§ **简短题目 A**: 从条目开头摘录到含有“top-left (297, 646), bottom-right (338, 730)”的那一行为止，首尾两行都算在内，逐字照抄。

§ **原文**:

GZHU18級寒假訓練：Virgo's Trial-J

UVA-10382

n sprinklers are installed in a horizontal strip of grass l meters long and w meters wide. Each sprinkler

is installed at the horizontal center line of the strip. For each sprinkler we are given its position as the

distance from the left end of the center line and its radius of operation.

What is the minimum number of sprinklers to turn on in order to water the entire strip of grass?

Input

Input consists of a number of cases. The first line for each case contains integer numbers n, l and w

with n ≤ 10000. The next n lines contain two integers giving the position of a sprinkler and its radius

of operation. (The picture above illustrates the first case from the sample input.)

§ **所列条目**:
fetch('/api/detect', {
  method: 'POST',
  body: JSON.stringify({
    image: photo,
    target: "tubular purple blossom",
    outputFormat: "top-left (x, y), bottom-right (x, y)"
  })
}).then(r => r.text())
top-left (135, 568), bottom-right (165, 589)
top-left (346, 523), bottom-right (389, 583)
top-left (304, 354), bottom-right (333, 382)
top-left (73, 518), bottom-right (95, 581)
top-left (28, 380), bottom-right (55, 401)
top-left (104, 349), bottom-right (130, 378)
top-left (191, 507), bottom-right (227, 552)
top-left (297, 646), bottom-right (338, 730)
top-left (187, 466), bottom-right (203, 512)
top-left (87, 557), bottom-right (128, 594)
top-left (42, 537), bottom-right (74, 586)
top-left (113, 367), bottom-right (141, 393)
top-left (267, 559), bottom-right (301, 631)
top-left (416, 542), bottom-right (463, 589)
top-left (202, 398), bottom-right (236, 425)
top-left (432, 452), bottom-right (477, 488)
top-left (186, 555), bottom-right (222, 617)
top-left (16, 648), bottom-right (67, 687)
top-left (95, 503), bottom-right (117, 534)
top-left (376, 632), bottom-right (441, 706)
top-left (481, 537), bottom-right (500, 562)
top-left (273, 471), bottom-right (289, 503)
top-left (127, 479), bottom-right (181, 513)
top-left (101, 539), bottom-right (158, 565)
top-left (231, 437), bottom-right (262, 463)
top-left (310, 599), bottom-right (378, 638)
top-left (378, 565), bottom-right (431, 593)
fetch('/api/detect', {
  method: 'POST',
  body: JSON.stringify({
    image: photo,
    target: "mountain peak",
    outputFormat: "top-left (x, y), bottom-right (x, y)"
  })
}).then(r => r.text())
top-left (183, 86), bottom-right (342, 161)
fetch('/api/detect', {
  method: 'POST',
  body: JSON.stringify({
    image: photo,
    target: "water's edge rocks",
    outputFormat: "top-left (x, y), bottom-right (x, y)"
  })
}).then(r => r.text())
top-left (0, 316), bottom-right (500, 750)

§ **简短题目 B**: 把关于喷水器浇灌草坪的那段原文一字不改地完整抄写一遍。

§ **书面作答 A**:
fetch('/api/detect', {
  method: 'POST',
  body: JSON.stringify({
    image: photo,
    target: "tubular purple blossom",
    outputFormat: "top-left (x, y), bottom-right (x, y)"
  })
}).then(r => r.text())
top-left (135, 568), bottom-right (165, 589)
top-left (346, 523), bottom-right (389, 583)
top-left (304, 354), bottom-right (333, 382)
top-left (73, 518), bottom-right (95, 581)
top-left (28, 380), bottom-right (55, 401)
top-left (104, 349), bottom-right (130, 378)
top-left (191, 507), bottom-right (227, 552)
top-left (297, 646), bottom-right (338, 730)

§ **书面作答 B**:
GZHU18級寒假訓練：Virgo's Trial-J

UVA-10382

n sprinklers are installed in a horizontal strip of grass l meters long and w meters wide. Each sprinkler

is installed at the horizontal center line of the strip. For each sprinkler we are given its position as the

distance from the left end of the center line and its radius of operation.

What is the minimum number of sprinklers to turn on in order to water the entire strip of grass?

Input

Input consists of a number of cases. The first line for each case contains integer numbers n, l and w

with n ≤ 10000. The next n lines contain two integers giving the position of a sprinkler and its radius

of operation. (The picture above illustrates the first case from the sample input.)